* _Tasks and exercises_:
1) In the article on the White House ballroom court case, why did Roth argue that the ballroom project should be allowed to proceed on national security grounds? Answer in one to three sentences.
2) Answer these questions from the article on the White House ballroom court case:
(a) How much is the ballroom project said to cost?
(b) Which president appointed Judge Neomi Rao?
(c) What did the East Wing previously house?
3) Copy the part of the article on the White House ballroom court case that starts with "Yaakov Roth, representing" and goes on through "a Trump appointee.".

* _Source extract_:
The Justice Department defended President Donald Trump's contentious White House ballroom project on Friday before a panel of skeptical appeals court judges.
The two Democratic appointees on the three-judge panel peppered a government lawyer with tough questions during a two-hour hearing in a Washington courtroom as part of a lawsuit brought by the National Trust for Historic Preservation.
The East Wing of the White House has already been demolished to make way for the $400 million ballroom project, which the Republican president has said is being financed by wealthy private donors including himself, not taxpayers.
The Trump administration has asked Congress for an additional $1 billion for security features for the ballroom, which is to include an underground bunker, but the request has been stymied so far by opposition from Democratic lawmakers and some Republicans.
A district court ordered a halt to construction of the ballroom earlier this year, saying it needed the approval of Congress, but the US Court of Appeals for the DC Circuit has temporarily allowed the project to go ahead while litigation continues.
Yaakov Roth, representing the Justice Department, asked the appeals court panel on Friday to lift the lower court order permanently and said only Congress could intervene, not the courts.
"Your position is this can't be stopped in court?" asked Judge Patricia Millett, an appointee of president Barack Obama.
"That's right," Roth said. "It can only be stopped by Congress."
Millett also asked whether anything could be done if the government decided, for example, to demolish the Statue of Liberty.
"If the government decides, very quickly, to bulldoze the Statue of Liberty... nothing can be done?" the judge asked.
"I think that's right, yes," Roth replied.
Judge Bradley Garcia, an appointee of Democratic president Joe Biden, also appeared skeptical of the government's arguments. But they were met favorably by the third member of the panel, Judge Neomi Rao, a Trump appointee.
- 'Safety and security' -
Roth said the ballroom project should also be allowed to proceed on national security grounds.
"The old East Wing was not adequate to protect the safety and security of the president and others in the White House," he said. "This project is designed to update those protective features to ensure that they are capable of withstanding modern weaponry like drones."
Tad Heuer, representing the National Trust for Historic Preservation, urged the court to halt the ballroom project.
"This case is about who controls federal property," Heuer said. "Is it Congress, its owner? Is it the president, its temporary tenant? The Constitution is clear, it is Congress."
During a recent tour of the ballroom site for reporters, Trump said it would feature underground meeting rooms, a military hospital and a "drone-proof" roof.
The historic East Wing of the White House previously housed the offices of the First Lady.
Trump says the ballroom is needed to host grand banquets for foreign leaders, although it would barely be finished by the time his own second and final term ends in 2029.

Stored data entries:
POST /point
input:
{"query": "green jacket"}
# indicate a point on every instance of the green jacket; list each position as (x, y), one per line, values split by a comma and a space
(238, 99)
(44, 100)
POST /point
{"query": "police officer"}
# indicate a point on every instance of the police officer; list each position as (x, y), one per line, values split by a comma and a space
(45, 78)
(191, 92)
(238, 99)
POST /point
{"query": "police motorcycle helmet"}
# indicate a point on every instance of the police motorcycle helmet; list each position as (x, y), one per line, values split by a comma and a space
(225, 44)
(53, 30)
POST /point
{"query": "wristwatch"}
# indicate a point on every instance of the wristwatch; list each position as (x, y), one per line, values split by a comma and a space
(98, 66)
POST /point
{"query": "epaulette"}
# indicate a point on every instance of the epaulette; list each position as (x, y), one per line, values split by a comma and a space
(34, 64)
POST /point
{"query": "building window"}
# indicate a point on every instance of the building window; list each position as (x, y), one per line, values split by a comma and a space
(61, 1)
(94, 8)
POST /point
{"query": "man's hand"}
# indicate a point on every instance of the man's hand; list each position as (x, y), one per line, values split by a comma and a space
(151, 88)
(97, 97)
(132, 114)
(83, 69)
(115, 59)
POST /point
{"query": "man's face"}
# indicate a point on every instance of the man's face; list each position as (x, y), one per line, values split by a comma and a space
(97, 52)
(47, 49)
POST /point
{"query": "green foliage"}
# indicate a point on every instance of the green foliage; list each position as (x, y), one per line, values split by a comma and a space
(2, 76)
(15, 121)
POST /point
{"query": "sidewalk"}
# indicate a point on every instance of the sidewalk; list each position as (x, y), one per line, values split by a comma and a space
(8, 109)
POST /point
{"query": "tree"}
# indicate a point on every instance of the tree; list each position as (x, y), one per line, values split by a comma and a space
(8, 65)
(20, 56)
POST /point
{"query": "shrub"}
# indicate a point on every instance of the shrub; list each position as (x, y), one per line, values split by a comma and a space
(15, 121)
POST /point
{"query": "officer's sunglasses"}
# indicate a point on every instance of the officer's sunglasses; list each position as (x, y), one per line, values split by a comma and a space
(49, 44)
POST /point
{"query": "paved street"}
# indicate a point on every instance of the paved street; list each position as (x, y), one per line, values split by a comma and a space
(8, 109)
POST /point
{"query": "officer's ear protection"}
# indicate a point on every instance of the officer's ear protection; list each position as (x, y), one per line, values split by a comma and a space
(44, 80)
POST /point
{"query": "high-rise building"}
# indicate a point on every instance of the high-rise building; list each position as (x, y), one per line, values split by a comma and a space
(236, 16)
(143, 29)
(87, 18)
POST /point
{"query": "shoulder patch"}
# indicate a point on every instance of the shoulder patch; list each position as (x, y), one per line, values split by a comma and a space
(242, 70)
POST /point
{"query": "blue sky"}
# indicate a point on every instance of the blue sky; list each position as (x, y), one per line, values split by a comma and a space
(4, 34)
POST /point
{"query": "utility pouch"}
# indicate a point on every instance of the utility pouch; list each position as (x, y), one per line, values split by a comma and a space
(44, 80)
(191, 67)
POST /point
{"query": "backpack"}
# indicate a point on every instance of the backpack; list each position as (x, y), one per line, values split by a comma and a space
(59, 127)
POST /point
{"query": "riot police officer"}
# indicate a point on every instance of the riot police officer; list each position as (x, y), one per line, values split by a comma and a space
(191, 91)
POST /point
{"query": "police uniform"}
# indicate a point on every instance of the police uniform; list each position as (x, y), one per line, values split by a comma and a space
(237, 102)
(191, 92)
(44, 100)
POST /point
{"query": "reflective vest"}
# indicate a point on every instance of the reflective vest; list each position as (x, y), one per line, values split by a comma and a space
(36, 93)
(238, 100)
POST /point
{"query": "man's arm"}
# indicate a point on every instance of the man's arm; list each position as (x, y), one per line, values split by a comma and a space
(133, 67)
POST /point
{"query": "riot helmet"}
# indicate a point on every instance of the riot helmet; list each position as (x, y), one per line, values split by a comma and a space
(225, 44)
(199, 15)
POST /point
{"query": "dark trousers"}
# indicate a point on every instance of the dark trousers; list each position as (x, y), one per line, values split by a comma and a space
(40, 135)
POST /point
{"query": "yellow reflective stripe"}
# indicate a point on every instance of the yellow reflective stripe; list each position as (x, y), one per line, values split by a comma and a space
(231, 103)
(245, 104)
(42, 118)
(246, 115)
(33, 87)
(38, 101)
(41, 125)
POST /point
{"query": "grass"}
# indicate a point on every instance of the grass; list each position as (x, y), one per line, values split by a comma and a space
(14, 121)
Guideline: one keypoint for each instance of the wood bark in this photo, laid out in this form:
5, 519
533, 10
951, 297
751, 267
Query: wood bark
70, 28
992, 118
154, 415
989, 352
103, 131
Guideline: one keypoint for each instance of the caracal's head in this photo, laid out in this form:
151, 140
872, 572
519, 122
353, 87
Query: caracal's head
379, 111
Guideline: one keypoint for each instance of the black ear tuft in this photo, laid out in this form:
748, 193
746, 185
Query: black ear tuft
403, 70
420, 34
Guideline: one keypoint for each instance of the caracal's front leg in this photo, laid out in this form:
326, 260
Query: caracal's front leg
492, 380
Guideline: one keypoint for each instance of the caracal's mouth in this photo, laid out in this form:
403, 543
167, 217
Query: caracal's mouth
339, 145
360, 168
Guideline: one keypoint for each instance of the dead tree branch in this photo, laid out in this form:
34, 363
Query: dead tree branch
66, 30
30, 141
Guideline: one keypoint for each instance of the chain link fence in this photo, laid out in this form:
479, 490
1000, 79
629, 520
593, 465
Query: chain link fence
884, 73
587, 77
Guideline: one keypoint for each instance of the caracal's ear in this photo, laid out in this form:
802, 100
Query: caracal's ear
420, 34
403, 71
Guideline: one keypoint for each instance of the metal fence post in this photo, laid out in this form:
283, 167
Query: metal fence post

* _Answers to the exercise_:
1) Roth said the old East Wing was not adequate to protect the safety and security of the president and others in the White House. He said the project is designed to update those protective features so they can withstand modern weaponry like drones.

2)
(a) $400 million
(b) Trump
(c) The offices of the First Lady

3)
Yaakov Roth, representing the Justice Department, asked the appeals court panel on Friday to lift the lower court order permanently and said only Congress could intervene, not the courts.
"Your position is this can't be stopped in court?" asked Judge Patricia Millett, an appointee of president Barack Obama.
"That's right," Roth said. "It can only be stopped by Congress."
Millett also asked whether anything could be done if the government decided, for example, to demolish the Statue of Liberty.
"If the government decides, very quickly, to bulldoze the Statue of Liberty... nothing can be done?" the judge asked.
"I think that's right, yes," Roth replied.
Judge Bradley Garcia, an appointee of Democratic president Joe Biden, also appeared skeptical of the government's arguments. But they were met favorably by the third member of the panel, Judge Neomi Rao, a Trump appointee.